EXERCISE PROMPT: Could you render each line of the data below as a string in a JSON list, one entry per line, skipping blank lines and leaving the pictures out?
* begin RECORDS TO USE *
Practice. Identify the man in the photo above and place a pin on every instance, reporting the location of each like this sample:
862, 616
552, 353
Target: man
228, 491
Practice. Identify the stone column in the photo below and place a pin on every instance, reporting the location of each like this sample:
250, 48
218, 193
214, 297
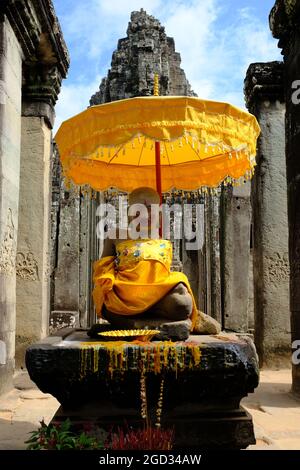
* end RECORDS TO USE *
TASK SOLUTION:
[
  "Practice. Identify the man in the photo above and place a pin on every instance, reporting the location of each like this sample:",
  "862, 616",
  "552, 353",
  "Target: man",
  "228, 491",
  "Practice. Identify the stone column in the photo below and place a pin on every instance, reporting the location of each like this sample:",
  "250, 48",
  "218, 193",
  "214, 297"
]